Entries from a dataset:
** Start **
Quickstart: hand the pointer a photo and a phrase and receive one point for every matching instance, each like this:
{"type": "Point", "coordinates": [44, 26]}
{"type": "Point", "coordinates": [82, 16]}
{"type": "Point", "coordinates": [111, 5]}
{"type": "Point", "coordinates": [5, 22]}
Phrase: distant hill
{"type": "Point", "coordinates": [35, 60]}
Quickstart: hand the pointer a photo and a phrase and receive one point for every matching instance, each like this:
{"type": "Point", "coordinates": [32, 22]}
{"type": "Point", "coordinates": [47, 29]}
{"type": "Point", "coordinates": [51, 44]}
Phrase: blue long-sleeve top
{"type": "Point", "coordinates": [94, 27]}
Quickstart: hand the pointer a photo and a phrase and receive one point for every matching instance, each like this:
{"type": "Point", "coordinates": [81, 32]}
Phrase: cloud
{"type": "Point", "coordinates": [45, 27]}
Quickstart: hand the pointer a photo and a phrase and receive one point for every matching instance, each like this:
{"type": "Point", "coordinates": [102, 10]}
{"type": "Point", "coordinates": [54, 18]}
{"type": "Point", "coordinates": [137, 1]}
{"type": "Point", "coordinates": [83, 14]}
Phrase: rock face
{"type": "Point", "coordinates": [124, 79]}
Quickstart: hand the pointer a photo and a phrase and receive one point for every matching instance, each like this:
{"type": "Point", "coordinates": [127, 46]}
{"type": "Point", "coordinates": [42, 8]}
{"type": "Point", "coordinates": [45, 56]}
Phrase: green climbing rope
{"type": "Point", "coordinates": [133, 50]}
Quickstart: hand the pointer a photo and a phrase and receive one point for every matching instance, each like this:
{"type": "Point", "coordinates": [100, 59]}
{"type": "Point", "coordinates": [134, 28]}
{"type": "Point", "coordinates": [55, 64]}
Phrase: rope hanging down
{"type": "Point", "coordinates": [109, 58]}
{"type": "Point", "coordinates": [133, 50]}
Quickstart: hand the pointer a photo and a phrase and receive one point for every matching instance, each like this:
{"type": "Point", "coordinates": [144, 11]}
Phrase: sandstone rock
** End **
*TASK DESCRIPTION*:
Each record above should be output again exactly.

*FINAL RESULT*:
Quickstart: hand the pointer a photo and a phrase and receive one point for every matching instance, each like this:
{"type": "Point", "coordinates": [44, 26]}
{"type": "Point", "coordinates": [82, 16]}
{"type": "Point", "coordinates": [111, 5]}
{"type": "Point", "coordinates": [5, 22]}
Phrase: distant hill
{"type": "Point", "coordinates": [35, 60]}
Quickstart: hand the pointer a photo and a phrase and receive one point for every matching instance, each like this:
{"type": "Point", "coordinates": [32, 22]}
{"type": "Point", "coordinates": [47, 29]}
{"type": "Point", "coordinates": [51, 44]}
Phrase: blue long-sleeve top
{"type": "Point", "coordinates": [94, 27]}
Quickstart: hand the pointer a photo and a phrase and receive one point for every matching instance, each like this:
{"type": "Point", "coordinates": [81, 32]}
Phrase: cloud
{"type": "Point", "coordinates": [45, 27]}
Quickstart: hand the pointer a photo and a phrase and receive one point for every matching instance, each like this:
{"type": "Point", "coordinates": [102, 10]}
{"type": "Point", "coordinates": [54, 18]}
{"type": "Point", "coordinates": [137, 1]}
{"type": "Point", "coordinates": [83, 14]}
Phrase: rock face
{"type": "Point", "coordinates": [124, 79]}
Quickstart: hand the pointer a photo and a phrase and receive one point for every matching instance, each like this:
{"type": "Point", "coordinates": [127, 46]}
{"type": "Point", "coordinates": [42, 8]}
{"type": "Point", "coordinates": [45, 56]}
Phrase: green climbing rope
{"type": "Point", "coordinates": [133, 50]}
Quickstart: hand the pointer a photo and a phrase and receive one point for every matching instance, each like this:
{"type": "Point", "coordinates": [100, 59]}
{"type": "Point", "coordinates": [134, 28]}
{"type": "Point", "coordinates": [55, 64]}
Phrase: rope hanging down
{"type": "Point", "coordinates": [109, 58]}
{"type": "Point", "coordinates": [133, 50]}
Quickstart: hand the pointer a photo and a phrase and receive one point for every matching instance, each like this:
{"type": "Point", "coordinates": [144, 11]}
Phrase: sandstone rock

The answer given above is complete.